## INSTRUCCIÓN ESCRITA
Reproduce como lista numerada, sin líneas en blanco, el tramo de los registros que va desde la línea que contiene "target: person in background" hasta la que contiene "rule: each instance of the person", ambas incluidas.

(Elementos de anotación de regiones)
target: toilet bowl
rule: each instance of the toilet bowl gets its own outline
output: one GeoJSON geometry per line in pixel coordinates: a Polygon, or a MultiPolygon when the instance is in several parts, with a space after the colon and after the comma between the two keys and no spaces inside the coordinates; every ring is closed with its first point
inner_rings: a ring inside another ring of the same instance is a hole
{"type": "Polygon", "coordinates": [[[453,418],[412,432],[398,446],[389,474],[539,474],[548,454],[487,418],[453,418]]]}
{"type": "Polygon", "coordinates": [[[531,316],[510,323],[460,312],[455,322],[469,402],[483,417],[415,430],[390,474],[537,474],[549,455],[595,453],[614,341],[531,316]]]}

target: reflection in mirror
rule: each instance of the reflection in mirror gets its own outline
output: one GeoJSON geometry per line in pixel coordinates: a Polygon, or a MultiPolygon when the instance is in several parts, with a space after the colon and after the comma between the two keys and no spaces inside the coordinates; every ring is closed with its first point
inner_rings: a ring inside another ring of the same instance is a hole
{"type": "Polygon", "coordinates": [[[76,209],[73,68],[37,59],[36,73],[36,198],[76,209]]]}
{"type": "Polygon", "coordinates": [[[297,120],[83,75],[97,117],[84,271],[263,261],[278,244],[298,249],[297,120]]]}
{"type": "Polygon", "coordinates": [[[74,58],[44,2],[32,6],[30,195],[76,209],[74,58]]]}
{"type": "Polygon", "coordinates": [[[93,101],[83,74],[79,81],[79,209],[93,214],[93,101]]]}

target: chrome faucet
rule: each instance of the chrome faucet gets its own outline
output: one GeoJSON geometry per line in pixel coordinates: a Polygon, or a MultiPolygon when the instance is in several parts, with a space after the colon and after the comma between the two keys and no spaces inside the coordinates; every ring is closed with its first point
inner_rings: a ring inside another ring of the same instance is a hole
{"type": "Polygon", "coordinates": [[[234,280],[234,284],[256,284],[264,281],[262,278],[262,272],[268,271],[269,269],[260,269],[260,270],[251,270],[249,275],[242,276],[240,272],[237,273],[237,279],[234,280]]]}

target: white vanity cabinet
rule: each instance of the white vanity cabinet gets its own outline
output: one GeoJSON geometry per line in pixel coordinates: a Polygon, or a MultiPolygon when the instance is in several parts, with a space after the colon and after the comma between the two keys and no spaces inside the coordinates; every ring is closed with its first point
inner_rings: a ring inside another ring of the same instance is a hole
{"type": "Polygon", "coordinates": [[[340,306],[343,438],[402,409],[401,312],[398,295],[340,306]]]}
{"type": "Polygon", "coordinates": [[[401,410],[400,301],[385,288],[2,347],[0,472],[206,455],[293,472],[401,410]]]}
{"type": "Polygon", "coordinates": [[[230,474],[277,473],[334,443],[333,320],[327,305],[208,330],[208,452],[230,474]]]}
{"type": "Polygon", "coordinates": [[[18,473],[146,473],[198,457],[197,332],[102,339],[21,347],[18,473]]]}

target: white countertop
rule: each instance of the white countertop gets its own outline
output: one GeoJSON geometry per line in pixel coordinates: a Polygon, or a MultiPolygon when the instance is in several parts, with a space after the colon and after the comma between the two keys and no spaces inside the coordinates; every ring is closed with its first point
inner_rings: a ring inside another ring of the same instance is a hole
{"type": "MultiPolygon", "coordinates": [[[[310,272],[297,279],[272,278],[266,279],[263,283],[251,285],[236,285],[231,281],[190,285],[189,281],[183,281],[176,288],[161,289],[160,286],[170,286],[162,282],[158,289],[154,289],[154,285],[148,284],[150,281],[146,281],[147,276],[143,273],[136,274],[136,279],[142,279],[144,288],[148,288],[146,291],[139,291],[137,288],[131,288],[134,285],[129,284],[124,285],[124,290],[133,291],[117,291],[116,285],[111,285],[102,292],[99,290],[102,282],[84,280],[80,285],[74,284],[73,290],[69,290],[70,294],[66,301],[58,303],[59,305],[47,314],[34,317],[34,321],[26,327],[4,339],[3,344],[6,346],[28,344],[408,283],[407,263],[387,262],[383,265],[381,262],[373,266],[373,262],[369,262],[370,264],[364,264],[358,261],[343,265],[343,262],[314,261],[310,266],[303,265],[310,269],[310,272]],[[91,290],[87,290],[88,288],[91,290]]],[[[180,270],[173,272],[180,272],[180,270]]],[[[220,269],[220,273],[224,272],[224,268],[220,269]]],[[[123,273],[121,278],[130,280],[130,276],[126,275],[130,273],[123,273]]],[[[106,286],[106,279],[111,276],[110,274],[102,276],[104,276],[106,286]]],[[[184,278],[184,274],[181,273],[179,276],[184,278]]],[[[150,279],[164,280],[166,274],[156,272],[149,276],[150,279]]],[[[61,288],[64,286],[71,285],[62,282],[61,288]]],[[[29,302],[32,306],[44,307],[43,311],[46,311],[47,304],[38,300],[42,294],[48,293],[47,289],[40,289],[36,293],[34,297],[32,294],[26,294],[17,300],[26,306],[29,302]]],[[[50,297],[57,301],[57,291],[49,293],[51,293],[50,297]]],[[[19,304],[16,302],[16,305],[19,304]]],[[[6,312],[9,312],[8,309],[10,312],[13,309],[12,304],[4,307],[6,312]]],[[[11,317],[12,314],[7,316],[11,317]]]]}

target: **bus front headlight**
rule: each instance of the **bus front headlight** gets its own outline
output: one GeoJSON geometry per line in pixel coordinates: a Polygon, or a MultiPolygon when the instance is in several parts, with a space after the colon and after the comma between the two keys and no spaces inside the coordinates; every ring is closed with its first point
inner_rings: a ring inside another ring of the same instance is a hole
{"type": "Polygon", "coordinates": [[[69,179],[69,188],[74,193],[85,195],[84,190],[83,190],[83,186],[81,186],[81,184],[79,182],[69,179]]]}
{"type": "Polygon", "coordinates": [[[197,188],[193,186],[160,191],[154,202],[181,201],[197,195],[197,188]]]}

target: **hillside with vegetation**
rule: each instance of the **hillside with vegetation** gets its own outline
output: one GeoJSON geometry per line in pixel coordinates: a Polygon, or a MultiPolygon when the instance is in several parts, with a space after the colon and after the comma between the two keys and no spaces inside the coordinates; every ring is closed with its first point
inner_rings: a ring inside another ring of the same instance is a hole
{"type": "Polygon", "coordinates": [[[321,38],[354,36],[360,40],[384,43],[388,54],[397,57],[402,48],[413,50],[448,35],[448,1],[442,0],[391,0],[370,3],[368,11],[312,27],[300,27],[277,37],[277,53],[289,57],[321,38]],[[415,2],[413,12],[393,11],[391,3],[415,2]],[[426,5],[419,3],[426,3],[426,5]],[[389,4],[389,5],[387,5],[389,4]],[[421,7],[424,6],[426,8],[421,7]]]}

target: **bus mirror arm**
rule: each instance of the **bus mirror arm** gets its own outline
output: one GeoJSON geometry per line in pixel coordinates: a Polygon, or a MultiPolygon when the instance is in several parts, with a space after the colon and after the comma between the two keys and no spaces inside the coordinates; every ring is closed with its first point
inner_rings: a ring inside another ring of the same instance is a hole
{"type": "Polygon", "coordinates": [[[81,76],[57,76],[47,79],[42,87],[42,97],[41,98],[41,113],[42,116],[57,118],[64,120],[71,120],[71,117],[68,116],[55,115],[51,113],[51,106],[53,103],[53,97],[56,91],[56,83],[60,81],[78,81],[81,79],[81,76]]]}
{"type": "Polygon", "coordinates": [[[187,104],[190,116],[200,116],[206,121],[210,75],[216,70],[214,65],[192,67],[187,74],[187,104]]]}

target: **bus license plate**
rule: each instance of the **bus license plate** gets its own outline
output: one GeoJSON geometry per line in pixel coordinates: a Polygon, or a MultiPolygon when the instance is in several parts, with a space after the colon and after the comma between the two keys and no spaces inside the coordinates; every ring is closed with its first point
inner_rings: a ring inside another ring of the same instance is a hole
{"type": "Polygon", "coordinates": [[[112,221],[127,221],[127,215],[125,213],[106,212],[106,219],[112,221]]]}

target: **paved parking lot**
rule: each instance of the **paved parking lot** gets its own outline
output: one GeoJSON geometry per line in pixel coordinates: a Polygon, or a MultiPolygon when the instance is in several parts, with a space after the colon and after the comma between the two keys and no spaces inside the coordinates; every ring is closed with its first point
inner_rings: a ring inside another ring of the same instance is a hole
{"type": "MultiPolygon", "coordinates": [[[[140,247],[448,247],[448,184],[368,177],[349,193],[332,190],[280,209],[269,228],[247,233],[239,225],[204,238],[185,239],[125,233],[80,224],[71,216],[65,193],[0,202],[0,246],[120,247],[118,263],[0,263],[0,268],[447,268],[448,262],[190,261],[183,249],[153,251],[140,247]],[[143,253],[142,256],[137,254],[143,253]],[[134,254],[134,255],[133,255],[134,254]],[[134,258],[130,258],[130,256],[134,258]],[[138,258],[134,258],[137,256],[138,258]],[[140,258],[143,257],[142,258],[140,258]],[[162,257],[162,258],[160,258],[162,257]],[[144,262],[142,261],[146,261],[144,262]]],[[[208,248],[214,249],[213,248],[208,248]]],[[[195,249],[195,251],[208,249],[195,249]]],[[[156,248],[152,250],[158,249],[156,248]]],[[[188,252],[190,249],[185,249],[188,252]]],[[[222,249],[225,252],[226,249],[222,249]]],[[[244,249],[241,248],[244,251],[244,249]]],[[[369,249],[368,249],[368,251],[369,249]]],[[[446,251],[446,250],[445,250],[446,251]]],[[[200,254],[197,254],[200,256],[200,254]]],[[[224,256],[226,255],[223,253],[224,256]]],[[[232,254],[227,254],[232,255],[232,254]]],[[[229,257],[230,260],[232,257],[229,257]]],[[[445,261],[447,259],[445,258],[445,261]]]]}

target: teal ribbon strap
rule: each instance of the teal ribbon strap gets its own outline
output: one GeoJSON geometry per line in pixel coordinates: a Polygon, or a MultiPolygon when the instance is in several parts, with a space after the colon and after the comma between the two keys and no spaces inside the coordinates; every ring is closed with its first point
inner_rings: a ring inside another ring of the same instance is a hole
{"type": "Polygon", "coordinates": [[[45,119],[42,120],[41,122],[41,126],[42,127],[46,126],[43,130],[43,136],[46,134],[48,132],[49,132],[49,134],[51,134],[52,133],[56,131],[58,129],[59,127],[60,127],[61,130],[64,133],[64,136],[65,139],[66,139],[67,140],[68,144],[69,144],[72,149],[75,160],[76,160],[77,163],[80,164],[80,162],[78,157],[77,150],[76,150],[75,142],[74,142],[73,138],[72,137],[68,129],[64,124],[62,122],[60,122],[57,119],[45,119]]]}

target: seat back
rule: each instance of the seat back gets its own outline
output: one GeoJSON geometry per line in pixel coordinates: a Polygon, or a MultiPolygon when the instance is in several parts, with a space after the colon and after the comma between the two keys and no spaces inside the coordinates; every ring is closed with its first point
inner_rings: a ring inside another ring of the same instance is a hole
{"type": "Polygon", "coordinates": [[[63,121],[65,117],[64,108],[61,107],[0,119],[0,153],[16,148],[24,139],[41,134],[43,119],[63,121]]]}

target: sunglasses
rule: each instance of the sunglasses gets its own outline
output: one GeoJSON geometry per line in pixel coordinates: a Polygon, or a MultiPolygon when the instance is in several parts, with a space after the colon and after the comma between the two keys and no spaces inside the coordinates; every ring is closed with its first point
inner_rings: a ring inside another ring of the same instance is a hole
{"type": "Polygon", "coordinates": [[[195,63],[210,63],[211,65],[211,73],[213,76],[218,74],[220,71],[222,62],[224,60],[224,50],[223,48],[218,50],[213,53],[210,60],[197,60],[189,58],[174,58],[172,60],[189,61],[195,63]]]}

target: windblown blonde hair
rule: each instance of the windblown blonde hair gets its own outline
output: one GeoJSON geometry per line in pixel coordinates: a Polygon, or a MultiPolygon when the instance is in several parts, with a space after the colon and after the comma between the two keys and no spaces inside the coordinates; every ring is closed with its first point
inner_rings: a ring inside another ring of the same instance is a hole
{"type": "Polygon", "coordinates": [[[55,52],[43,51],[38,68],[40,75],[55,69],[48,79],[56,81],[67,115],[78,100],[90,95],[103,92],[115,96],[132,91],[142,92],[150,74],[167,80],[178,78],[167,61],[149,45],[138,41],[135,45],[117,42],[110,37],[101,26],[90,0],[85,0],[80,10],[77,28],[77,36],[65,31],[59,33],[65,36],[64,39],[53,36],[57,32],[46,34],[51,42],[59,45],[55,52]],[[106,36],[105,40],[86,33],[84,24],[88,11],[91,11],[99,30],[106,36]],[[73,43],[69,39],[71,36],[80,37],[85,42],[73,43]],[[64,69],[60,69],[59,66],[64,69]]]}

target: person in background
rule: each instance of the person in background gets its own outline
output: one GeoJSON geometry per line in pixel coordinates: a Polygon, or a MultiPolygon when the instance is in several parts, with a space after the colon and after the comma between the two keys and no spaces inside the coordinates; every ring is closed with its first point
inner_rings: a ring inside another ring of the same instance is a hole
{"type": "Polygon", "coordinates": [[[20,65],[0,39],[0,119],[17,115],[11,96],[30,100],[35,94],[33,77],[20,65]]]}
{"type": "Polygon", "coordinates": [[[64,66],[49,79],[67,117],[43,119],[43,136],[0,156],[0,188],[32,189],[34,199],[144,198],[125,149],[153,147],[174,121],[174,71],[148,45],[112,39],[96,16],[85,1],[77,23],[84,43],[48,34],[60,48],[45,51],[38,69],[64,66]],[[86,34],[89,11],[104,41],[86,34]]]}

## RESPUESTA
1. target: person in background
2. rule: each instance of the person in background gets its own outline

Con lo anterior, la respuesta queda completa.